▸ **Problems to work on**
1. In the membership and officers bylaws, swap "ASSOCIATION" for "SOCIETY" and give the passage from "ARTICLE III—MEMBERSHIP" to "Board of Directors.".
2. According to the membership and officers bylaws, what circumstance permits a special election of officers, and how long do officers chosen that way serve? Answer in one to three sentences.
3. For each statement below, answer yes or no according to the membership and officers bylaws, and quote the words that decide it: (a) The Board of Directors sets the annual dues. (b) Associate members are entitled to vote. (c) Officers serve three-year terms.

▸ **Text provided**
§ §
ARTICLE III—MEMBERSHIP
Section 1 – Membership in this ASSOCIATION
shall be composed of individuals who have a primary company
affiliation with a financial services company and whose responsibilities
include, but are not limited to the recruiting and/or training
of individuals who represent their respective companies and/or
the overall marketing activities of said companies.
Section 2 - Members shall pay such annual
dues of the ASSOCIATION as may be set by the Board of Directors.
The annual dues period is defined as follows: January 1 through
December 31, of each calendar year.
Section 3 - Associate membership in this
ASSOCIATION shall be composed of persons affiliated with the
financial services industry, who shall be entitled to all
privileges of the ASSOCIATION except those of attendance at
closed meetings and voting.
ARTICLE IV—OFFICERS
Section 1 - The officers of the ASSOCIATION
shall be a President, Vice President, Secretary- Treasurer,
Membership Chairman, Associate Membership Chairman, three
(3) Directors at Large, and Immediate Past President. The
Executive Director and other past Chairmen will act in an
advisory capacity to the officers of the organization.
Section 2 - The officers shall be elected
by the members of the ASSOCIATION present and voting at the
annual meeting of the ASSOCIATION. A special election of officers
can be held at any regular meeting in the event any of the
five (5) elected organization officers are unable to serve
for any reason whatsoever. If such a special election takes
place, the officers so elected will serve for the remaining
term of the officers unable to serve.
Section 3 - Each officer shall be a Regular
Member in good standing of the ASSOCIATION.
Section 4 - All officers shall serve two
years or until their successors are elected and qualified.
An administrative year shall commence January 1 of the fiscal
year following the Fall Meeting (Annual Meeting) of the ASSOCIATION
and continue through December 31 of the following year.
§ §
▸ **Data excerpts**

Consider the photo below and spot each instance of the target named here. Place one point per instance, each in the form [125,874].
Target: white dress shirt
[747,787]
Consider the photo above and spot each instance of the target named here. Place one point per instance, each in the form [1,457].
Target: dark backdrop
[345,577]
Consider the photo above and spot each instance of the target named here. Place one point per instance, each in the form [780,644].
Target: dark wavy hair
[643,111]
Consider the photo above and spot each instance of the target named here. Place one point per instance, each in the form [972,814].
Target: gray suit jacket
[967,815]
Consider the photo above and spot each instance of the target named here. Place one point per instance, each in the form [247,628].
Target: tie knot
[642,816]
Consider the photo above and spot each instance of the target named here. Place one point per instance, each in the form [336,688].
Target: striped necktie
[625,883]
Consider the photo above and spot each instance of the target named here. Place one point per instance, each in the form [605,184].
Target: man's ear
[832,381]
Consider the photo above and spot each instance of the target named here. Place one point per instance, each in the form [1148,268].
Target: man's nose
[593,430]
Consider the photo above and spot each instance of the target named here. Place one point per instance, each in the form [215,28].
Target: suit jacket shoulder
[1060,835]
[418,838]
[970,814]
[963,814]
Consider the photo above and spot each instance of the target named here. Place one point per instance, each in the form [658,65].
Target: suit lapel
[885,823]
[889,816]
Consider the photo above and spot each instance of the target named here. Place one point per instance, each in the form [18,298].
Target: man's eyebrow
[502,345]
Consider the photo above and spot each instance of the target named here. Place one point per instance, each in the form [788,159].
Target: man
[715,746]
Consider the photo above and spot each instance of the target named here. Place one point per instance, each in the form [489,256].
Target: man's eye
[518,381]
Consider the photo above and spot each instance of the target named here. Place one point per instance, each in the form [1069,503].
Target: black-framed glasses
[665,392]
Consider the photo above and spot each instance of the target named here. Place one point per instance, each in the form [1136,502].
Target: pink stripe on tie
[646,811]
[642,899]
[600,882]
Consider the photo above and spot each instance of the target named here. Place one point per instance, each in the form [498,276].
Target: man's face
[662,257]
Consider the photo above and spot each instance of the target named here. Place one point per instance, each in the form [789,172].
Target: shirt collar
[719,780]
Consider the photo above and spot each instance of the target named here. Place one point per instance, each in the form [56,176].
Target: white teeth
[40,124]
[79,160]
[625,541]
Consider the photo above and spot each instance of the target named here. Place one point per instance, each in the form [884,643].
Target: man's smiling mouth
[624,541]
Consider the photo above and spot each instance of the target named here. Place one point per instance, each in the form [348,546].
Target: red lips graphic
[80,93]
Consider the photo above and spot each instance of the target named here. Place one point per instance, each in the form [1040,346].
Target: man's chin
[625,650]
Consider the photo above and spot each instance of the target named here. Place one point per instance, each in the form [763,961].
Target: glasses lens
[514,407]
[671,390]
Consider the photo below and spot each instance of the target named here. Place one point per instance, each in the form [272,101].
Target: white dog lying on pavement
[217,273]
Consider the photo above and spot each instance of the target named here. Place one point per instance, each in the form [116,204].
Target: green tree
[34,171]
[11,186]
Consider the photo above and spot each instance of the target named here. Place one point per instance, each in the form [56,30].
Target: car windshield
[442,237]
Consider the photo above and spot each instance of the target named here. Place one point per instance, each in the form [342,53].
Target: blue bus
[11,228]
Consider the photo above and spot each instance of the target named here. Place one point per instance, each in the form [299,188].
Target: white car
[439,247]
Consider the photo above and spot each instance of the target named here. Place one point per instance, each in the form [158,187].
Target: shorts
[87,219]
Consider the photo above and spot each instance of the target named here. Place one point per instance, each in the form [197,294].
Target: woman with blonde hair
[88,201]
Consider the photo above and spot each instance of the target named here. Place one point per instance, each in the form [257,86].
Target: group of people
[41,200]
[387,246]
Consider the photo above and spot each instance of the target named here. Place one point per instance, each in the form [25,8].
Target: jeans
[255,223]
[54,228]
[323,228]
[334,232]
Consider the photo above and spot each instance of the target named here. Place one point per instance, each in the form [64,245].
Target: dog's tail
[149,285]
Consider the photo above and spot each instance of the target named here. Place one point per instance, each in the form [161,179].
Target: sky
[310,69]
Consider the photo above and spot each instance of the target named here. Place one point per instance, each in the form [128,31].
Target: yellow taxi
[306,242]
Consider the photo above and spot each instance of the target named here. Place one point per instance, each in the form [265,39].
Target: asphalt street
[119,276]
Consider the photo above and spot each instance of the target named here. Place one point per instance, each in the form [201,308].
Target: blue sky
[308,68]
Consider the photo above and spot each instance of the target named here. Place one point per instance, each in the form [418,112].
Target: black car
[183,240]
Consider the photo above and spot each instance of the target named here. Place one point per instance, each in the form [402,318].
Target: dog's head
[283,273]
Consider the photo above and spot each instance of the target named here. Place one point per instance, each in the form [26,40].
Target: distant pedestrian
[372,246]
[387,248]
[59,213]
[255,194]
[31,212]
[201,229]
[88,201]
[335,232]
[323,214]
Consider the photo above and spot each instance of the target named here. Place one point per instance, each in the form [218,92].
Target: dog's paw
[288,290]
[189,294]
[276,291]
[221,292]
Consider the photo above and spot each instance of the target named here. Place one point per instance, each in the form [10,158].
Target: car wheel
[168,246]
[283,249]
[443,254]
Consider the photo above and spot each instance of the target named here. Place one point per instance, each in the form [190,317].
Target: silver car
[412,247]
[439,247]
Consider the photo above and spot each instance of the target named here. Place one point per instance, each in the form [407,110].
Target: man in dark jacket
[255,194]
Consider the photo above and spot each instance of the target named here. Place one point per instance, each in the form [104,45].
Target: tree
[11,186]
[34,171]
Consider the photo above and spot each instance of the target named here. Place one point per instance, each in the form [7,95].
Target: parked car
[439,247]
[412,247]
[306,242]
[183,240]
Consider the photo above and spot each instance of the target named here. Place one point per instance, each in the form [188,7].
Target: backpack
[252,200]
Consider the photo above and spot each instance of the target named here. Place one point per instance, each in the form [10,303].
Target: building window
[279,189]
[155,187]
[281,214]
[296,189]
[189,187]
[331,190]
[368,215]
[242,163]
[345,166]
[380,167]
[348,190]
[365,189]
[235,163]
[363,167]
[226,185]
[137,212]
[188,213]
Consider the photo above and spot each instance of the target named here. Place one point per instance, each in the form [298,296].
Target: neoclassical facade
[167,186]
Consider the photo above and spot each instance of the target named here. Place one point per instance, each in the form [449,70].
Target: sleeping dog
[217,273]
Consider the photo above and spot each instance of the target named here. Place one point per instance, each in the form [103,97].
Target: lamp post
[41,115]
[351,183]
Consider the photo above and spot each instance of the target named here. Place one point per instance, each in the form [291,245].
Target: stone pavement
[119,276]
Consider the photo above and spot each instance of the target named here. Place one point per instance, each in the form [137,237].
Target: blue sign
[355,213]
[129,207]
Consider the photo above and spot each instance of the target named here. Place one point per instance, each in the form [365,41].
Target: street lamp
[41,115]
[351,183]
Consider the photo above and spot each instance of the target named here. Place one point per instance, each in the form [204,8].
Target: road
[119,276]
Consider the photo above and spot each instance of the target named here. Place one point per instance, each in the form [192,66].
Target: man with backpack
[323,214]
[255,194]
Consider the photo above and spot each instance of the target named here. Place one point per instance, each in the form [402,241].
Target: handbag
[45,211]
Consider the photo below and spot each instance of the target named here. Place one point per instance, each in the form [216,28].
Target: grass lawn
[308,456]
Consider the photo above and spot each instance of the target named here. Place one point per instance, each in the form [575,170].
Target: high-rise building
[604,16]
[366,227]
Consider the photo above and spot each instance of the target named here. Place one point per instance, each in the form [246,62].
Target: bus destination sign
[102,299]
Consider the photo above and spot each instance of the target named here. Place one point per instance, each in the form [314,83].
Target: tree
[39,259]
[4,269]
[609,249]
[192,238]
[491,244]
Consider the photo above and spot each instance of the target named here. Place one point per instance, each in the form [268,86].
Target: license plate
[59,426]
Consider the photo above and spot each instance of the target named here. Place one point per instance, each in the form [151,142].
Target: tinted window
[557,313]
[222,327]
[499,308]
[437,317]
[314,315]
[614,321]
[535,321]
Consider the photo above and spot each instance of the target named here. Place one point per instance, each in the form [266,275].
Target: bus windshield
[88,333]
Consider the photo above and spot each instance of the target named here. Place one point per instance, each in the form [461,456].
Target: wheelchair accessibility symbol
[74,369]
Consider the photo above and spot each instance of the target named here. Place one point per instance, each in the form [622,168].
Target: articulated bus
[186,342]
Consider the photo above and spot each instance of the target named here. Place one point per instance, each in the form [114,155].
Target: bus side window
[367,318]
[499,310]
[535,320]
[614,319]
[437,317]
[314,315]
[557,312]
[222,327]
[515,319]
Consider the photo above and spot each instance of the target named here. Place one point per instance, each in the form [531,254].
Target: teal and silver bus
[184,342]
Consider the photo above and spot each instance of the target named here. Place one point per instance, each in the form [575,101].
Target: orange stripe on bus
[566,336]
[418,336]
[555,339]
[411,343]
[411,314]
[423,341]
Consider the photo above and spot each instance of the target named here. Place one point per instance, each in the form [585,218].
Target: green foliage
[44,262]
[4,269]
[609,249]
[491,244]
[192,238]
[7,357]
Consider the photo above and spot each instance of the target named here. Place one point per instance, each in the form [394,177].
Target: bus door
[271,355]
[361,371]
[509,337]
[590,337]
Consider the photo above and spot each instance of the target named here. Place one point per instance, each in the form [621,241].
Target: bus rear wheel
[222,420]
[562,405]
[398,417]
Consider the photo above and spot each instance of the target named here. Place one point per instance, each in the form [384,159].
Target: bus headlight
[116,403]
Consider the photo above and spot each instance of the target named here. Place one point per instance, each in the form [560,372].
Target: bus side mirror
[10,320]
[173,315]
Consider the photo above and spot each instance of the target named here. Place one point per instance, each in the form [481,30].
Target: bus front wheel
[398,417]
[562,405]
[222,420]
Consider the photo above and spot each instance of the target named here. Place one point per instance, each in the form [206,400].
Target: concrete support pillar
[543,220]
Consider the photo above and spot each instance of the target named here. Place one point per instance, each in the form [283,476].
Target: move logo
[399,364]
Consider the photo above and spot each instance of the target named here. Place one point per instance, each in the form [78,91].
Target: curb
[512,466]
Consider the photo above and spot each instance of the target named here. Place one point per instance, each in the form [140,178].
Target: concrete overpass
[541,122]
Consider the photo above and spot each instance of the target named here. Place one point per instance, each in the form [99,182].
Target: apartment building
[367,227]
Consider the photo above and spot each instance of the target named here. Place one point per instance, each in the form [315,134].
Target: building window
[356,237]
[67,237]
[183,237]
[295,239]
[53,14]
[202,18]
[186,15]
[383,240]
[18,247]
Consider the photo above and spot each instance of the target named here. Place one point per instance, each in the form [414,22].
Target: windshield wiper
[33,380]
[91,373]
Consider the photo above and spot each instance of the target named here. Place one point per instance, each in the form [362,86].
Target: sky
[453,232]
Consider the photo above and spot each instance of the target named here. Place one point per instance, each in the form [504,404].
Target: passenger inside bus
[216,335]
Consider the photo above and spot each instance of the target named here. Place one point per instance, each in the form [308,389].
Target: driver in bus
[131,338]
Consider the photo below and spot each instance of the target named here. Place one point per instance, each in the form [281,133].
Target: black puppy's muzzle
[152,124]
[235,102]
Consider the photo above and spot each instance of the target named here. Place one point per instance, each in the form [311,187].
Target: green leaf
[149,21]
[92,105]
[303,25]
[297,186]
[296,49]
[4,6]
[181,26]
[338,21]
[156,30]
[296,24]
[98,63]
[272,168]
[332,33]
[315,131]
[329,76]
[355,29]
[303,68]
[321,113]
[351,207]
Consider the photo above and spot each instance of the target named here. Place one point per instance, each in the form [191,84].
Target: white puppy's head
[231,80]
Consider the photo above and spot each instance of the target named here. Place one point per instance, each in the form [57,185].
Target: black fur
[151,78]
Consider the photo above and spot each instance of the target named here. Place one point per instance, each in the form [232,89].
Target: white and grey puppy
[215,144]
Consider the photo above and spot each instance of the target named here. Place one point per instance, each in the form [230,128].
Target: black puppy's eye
§ §
▸ **Expected outputs**
1.
ARTICLE III—MEMBERSHIP
Section 1 – Membership in this SOCIETY
shall be composed of individuals who have a primary company
affiliation with a financial services company and whose responsibilities
include, but are not limited to the recruiting and/or training
of individuals who represent their respective companies and/or
the overall marketing activities of said companies.
Section 2 - Members shall pay such annual
dues of the SOCIETY as may be set by the Board of Directors.

2. A special election may be held at any regular meeting when any of the elected officers are unable to serve for any reason whatsoever. Officers chosen in such an election serve for the remaining term of the officers who were unable to serve.

3.
(a) Yes: "Members shall pay such annual dues of the ASSOCIATION as may be set by the Board of Directors."
(b) No: "entitled to all privileges of the ASSOCIATION except those of attendance at closed meetings and voting."
(c) No: "All officers shall serve two years or until their successors are elected and qualified."